• [Opdrachten]
A: Van welke datum is de brief over het consumentenbeleid?
B: Schrijf de lijst letterlijk over, vanaf het begin ervan tot en met de regel met "[1157,199,1250,284]".

• [Gekozen fragment]
21 501-15
Consumentenraad

23 162
Consumentenbeleid

nr. 45
BRIEF VAN DE STAATSSECRETARIS VAN ECONOMISCHE ZAKEN

Aan de Voorzitter van de Tweede Kamer der Staten-Generaal

's-Gravenhage, 28 oktober 1999

1 Inleiding

Tijdens het Algemeen Overleg over de Consumentenraad op 8 april jl. (21 501-15/22 112/23 162, nr. 41), heb ik kort melding gemaakt van drie initiatieven in het kader van het consumentenbeleid. Deze hadden betrekking op een mogelijke kwantificering van de effecten van het marktwerkingsbeleid voor de consument, de consequenties voor de consument van de opkomst van het elektronisch handelsverkeer en de nationale dimensie van «consumer concerns». Eén en ander houdt verband met mijn streven om het consumentenperspectief van verschillende markten uitdrukkelijker, systematischer en in een vroeg stadium bij marktontwikkelingen en overheidsinitiatieven te betrekken. Daarbij wil ik mij met name richten op specifieke terreinen waar ontwikkelingen nog volop aan de gang zijn of waar het risico bestaat dat de positie van de consument niet als vanzelfsprekend aan de orde komt. Met deze brief geef ik invulling aan mijn toezegging u later dit jaar nader te informeren.

2 Algemeen

Het consumentenbeleid richt zich in algemene zin op het functioneren van de markt vanuit het perspectief van de consument als eindgebruiker en als actor in het economisch proces. Bezien wordt in hoeverre zich bij dat functioneren van de markt knelpunten voordoen die aanleiding geven tot overheidsoptreden. Dit kan zijn in de vorm van het stellen van randvoorwaarden, door het stimuleren van zelfregulering of door regelgevend optreden. Daarnaast stel ik op projectmatige basis financiële middelen beschikbaar aan consumentenorganisaties.

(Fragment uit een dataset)
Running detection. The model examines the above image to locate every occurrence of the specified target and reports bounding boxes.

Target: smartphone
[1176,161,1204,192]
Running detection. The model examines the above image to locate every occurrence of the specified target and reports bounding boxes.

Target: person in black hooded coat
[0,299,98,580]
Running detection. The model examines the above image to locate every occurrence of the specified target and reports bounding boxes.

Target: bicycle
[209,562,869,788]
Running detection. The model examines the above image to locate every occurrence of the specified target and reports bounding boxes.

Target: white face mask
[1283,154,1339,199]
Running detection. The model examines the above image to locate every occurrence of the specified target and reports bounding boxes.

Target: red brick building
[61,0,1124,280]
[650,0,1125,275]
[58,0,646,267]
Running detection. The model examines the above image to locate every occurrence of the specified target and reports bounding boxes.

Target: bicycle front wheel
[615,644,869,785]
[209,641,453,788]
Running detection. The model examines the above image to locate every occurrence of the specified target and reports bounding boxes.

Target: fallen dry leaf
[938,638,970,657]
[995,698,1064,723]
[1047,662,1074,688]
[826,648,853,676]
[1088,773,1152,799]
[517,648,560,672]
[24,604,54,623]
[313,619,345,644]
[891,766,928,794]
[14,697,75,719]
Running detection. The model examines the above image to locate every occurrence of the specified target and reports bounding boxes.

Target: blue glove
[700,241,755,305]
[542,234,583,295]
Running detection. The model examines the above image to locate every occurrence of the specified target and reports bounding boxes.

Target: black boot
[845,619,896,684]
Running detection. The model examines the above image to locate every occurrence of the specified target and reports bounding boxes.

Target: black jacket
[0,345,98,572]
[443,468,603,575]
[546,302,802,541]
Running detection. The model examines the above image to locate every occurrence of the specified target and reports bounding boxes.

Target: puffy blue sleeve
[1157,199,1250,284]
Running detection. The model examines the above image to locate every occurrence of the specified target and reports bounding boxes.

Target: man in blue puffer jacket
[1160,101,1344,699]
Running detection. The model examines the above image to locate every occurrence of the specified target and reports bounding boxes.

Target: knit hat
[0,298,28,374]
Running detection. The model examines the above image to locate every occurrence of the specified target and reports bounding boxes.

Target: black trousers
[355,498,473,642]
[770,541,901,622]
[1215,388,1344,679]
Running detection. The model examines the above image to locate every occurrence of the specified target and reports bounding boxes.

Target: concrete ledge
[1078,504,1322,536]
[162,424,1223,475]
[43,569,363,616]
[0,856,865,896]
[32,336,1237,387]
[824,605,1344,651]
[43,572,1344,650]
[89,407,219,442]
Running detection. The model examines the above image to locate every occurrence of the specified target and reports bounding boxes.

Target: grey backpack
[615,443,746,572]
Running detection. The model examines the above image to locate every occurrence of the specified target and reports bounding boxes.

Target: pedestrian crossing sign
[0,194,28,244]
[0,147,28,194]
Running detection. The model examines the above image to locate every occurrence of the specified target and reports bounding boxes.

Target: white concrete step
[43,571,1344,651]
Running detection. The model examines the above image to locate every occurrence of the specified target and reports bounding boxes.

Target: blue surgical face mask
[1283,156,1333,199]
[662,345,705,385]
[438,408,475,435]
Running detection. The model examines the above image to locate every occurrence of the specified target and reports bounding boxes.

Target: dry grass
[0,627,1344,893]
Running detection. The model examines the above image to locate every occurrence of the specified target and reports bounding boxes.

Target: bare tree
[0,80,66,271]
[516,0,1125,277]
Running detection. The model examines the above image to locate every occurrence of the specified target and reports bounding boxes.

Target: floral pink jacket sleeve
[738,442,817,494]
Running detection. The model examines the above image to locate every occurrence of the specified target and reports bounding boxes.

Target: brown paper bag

• [Antwoorden op volgorde]
A: 28 oktober 1999.

B:
Running detection. The model examines the above image to locate every occurrence of the specified target and reports bounding boxes.

Target: smartphone
[1176,161,1204,192]
Running detection. The model examines the above image to locate every occurrence of the specified target and reports bounding boxes.

Target: person in black hooded coat
[0,299,98,580]
Running detection. The model examines the above image to locate every occurrence of the specified target and reports bounding boxes.

Target: bicycle
[209,562,869,788]
Running detection. The model examines the above image to locate every occurrence of the specified target and reports bounding boxes.

Target: white face mask
[1283,154,1339,199]
Running detection. The model examines the above image to locate every occurrence of the specified target and reports bounding boxes.

Target: red brick building
[61,0,1124,280]
[650,0,1125,275]
[58,0,646,267]
Running detection. The model examines the above image to locate every occurrence of the specified target and reports bounding boxes.

Target: bicycle front wheel
[615,644,869,785]
[209,641,453,788]
Running detection. The model examines the above image to locate every occurrence of the specified target and reports bounding boxes.

Target: fallen dry leaf
[938,638,970,657]
[995,698,1064,723]
[1047,662,1074,688]
[826,648,853,676]
[1088,773,1152,799]
[517,648,560,672]
[24,604,54,623]
[313,619,345,644]
[891,766,928,794]
[14,697,75,719]
Running detection. The model examines the above image to locate every occurrence of the specified target and reports bounding boxes.

Target: blue glove
[700,241,755,305]
[542,234,583,295]
Running detection. The model examines the above image to locate every occurrence of the specified target and reports bounding boxes.

Target: black boot
[845,619,896,684]
Running detection. The model examines the above image to locate every occurrence of the specified target and reports bounding boxes.

Target: black jacket
[0,345,98,572]
[443,468,603,575]
[546,302,802,541]
Running detection. The model examines the above image to locate every occurrence of the specified target and reports bounding boxes.

Target: puffy blue sleeve
[1157,199,1250,284]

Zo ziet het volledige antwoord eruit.